## Stated problem
Pick out each line of the material below that contains the string "wooden", and copy those lines.
================================
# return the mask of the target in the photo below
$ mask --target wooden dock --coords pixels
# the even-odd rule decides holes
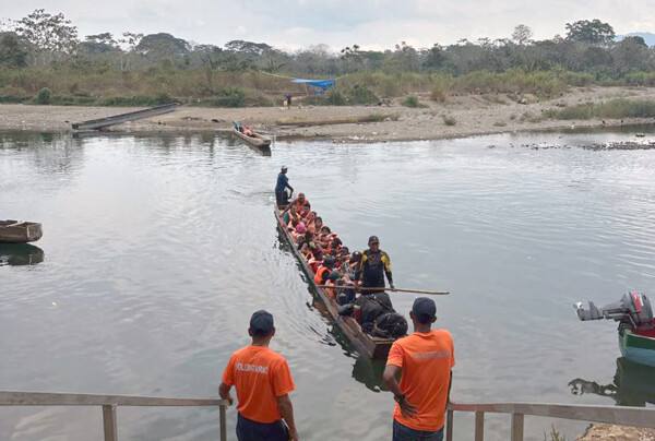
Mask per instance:
[[[136,121],[138,119],[156,117],[174,111],[179,103],[165,104],[163,106],[151,107],[150,109],[130,111],[128,114],[115,115],[112,117],[91,119],[88,121],[73,122],[75,130],[102,130],[110,126],[122,124],[123,122]]]

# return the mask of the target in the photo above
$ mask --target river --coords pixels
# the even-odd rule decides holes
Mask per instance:
[[[642,139],[627,128],[278,141],[265,156],[212,134],[2,132],[0,218],[40,222],[44,237],[0,247],[0,390],[216,397],[264,308],[296,382],[301,439],[390,439],[382,367],[335,332],[279,243],[272,189],[285,164],[352,250],[380,237],[397,287],[451,291],[436,301],[455,342],[454,401],[653,402],[620,388],[604,396],[622,362],[616,325],[582,323],[572,308],[655,286],[655,150],[581,147],[627,140]],[[392,296],[407,315],[416,296]],[[473,439],[473,416],[455,418],[455,439]],[[234,437],[234,408],[228,419]],[[129,440],[218,430],[212,409],[119,408],[118,420]],[[526,439],[551,422],[568,438],[584,428],[527,417]],[[100,437],[98,408],[0,409],[3,440]],[[509,416],[488,417],[486,439],[508,438]]]

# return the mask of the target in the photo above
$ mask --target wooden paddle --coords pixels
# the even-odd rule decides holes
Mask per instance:
[[[395,289],[391,289],[391,288],[385,288],[383,286],[379,287],[379,288],[366,288],[366,287],[355,287],[355,286],[331,286],[331,285],[317,285],[318,288],[329,288],[329,289],[355,289],[355,290],[361,290],[361,291],[379,291],[380,289],[383,290],[390,290],[390,291],[398,291],[398,293],[416,293],[416,294],[429,294],[430,296],[446,296],[450,293],[449,291],[426,291],[422,289],[403,289],[403,288],[395,288]]]

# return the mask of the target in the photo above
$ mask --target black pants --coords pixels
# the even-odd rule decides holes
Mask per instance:
[[[276,191],[275,192],[275,201],[277,202],[277,206],[286,206],[289,203],[289,195],[285,191]]]
[[[257,422],[238,414],[237,439],[239,441],[287,441],[289,434],[286,425],[275,422]]]

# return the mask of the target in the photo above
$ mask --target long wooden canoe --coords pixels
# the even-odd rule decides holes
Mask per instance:
[[[25,243],[41,238],[44,231],[39,223],[0,221],[0,242]]]
[[[271,145],[271,140],[269,138],[264,136],[263,134],[257,133],[255,131],[252,131],[254,136],[248,136],[247,134],[241,133],[237,129],[233,128],[233,133],[235,134],[235,136],[240,138],[242,141],[255,147],[267,147]]]
[[[275,218],[277,219],[277,228],[279,229],[282,237],[289,245],[291,252],[294,253],[294,255],[300,263],[300,267],[307,275],[309,284],[315,289],[315,291],[321,297],[321,301],[325,305],[325,309],[327,310],[327,313],[330,314],[332,320],[334,320],[334,322],[338,325],[338,327],[342,330],[345,336],[362,355],[366,355],[367,357],[372,358],[374,360],[386,359],[386,355],[389,354],[389,349],[391,349],[391,345],[393,344],[394,338],[372,337],[369,334],[361,331],[361,326],[359,325],[359,323],[357,323],[357,320],[355,320],[352,317],[341,315],[338,313],[336,302],[330,296],[327,296],[327,293],[325,293],[322,288],[319,288],[314,283],[314,273],[307,264],[305,257],[302,255],[300,250],[298,250],[296,243],[294,243],[294,239],[291,238],[291,235],[287,230],[286,225],[279,215],[279,210],[277,208],[277,205],[275,205],[274,211]]]

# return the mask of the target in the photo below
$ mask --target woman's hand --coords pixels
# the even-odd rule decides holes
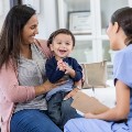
================================
## Result below
$ mask --target wooden dock --coords pixels
$ mask --target wooden paddle --coords pixels
$ mask --target long wooden canoe --coords pixels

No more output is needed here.